Exercise set:
1 > In the Houston workshop post, at what event was the Feminist Action Hour hosted?
2 > Please reproduce the passage of the Houston workshop post starting with "As a Writing" and going on through "medical consent forms.".

Selected excerpt:

—————

Oh the Places We Go (Like Houston, TX): Reflections on the Relatability of Art, Poetry & Medicine

Lots of our followers and contributors to this project have a personal connection to the ART of IF. Many of you have either faced your own infertility journey, suffered from infant loss and/or even perhaps miscarriage. We love sharing pieces of art with the vibrant infertility community that exists in the world. Yet, our mission at ART of Infertility is also very much about expanding audiences – beyond the infertility community – to raise awareness and understanding about infertility, infant loss and miscarriage to a more general public.

Art workshops, we find, are an accessible, low-stakes activity that can help facilitate conversations about these topics of loss with others who may have little or no experience with the topic. Our event in Houston, TX last week is one such example of how we use the project to raise general awareness about the reflective power of making art with medical objects.

We made connections between art, poetry and medicine more apparent by participating in a Feminist Action Hour hosted at the annual College Composition & Communication Conference. This conference attracts a wide array of professors and graduate students teaching and researching writing at the collegiate level. For many of these attendees, their research and teaching interests pertain to social justice and interdisciplinary issues – such as communication practices between physicians and patients, gendered communicative experiences of medicine, and even tensions of being a mother/father while working in the academy.


Participants and materials at the Feminist Action Hour workshop in Houston, TX.

Given these diverse interests, the Feminist Action Hour hosts pedagogical workshops to create space for engaging and teaching about these important topics with our students and our colleagues. Examples from last year can be found here: http://cwshrc.org/newwork2015/ 

As a Writing and Rhetoric graduate student, Maria Novotny’s (project partner with the ART of Infertility) research examines the ways in which infertile men and women make meaning and share this meaning making through art and writing. Given this, Maria invited the ART of Infertility to participate in the workshop by making pieces of blackout poetry with medical consent forms.


Maria instructing participants and answering questions at the blackout poetry workshop in Houston, TX.

Why medical consent forms and why blackout poetry?

This workshop was inspired by the artwork of Jo C., one of our ART of Infertility participants. Jo created this beautiful piece of black out poetry, titled My Consent which she gave to us to share through our permanent collection. To learn more about the piece, you can read about it on Jo’s blog.

My Consent by Jo C.

My Consent by Jo C.

Medical consent forms and treatment procedures serve as central technical documents, frequently studied as genres in professional and technical writing. Rhetorically these forms reinforce depersonalized medical practices and the greater public’s perceived objectivism of medicine/science.

—————

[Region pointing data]
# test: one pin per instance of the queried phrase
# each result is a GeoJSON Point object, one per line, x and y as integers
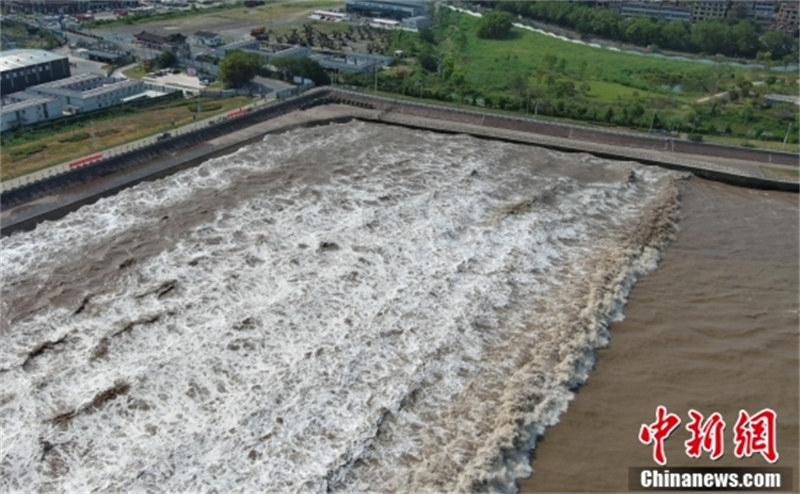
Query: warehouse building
{"type": "Point", "coordinates": [20, 69]}
{"type": "Point", "coordinates": [88, 92]}
{"type": "Point", "coordinates": [397, 9]}
{"type": "Point", "coordinates": [21, 109]}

—————

Answers provided:
1 > The annual College Composition & Communication Conference.

2 >
As a Writing and Rhetoric graduate student, Maria Novotny’s (project partner with the ART of Infertility) research examines the ways in which infertile men and women make meaning and share this meaning making through art and writing. Given this, Maria invited the ART of Infertility to participate in the workshop by making pieces of blackout poetry with medical consent forms.